» Task to complete:
Each line of the data below containing "with" needs to be listed.

» Records for the task:
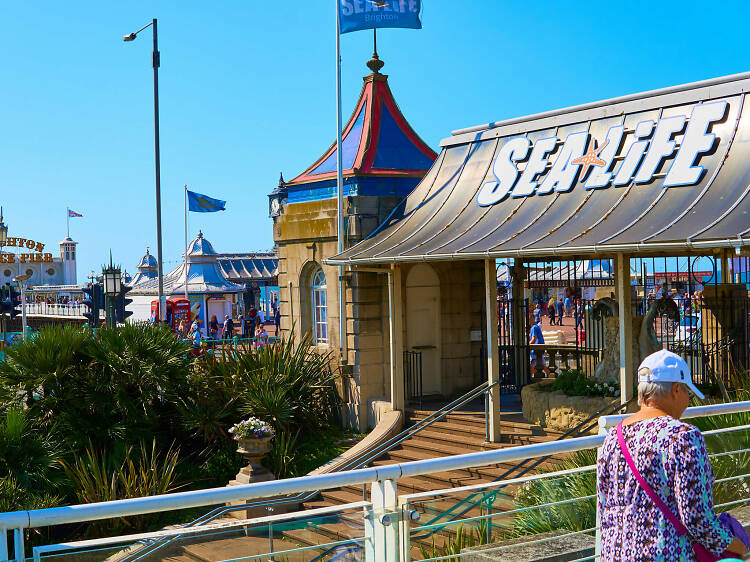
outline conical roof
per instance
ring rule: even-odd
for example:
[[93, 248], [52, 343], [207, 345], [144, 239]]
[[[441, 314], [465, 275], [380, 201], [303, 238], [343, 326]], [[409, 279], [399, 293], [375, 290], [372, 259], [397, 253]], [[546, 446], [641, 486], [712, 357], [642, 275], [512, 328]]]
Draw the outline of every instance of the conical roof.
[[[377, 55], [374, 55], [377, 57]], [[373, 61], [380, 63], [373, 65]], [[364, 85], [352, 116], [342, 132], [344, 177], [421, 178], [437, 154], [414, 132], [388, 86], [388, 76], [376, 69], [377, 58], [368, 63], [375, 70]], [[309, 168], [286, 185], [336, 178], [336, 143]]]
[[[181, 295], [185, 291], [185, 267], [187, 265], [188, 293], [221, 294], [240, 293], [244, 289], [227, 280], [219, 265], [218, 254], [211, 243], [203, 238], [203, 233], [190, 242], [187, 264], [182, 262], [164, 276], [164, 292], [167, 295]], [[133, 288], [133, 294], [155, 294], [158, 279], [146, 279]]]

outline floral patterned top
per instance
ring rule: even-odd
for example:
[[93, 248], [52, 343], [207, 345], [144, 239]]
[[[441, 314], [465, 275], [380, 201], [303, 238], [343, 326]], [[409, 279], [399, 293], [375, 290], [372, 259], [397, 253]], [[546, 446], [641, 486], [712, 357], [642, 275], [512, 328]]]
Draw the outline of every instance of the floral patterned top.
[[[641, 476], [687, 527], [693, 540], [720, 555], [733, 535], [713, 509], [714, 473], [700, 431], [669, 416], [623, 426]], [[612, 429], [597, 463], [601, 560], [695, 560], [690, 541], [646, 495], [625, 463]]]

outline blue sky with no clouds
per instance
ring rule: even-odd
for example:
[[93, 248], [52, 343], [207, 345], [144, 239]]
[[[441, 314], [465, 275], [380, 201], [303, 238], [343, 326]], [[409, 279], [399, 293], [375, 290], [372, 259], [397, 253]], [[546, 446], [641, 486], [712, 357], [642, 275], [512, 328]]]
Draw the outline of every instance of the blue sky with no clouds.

» Exercise solution:
outline blue sky with no clouds
Draw the outline of every instance of the blue sky with no clouds.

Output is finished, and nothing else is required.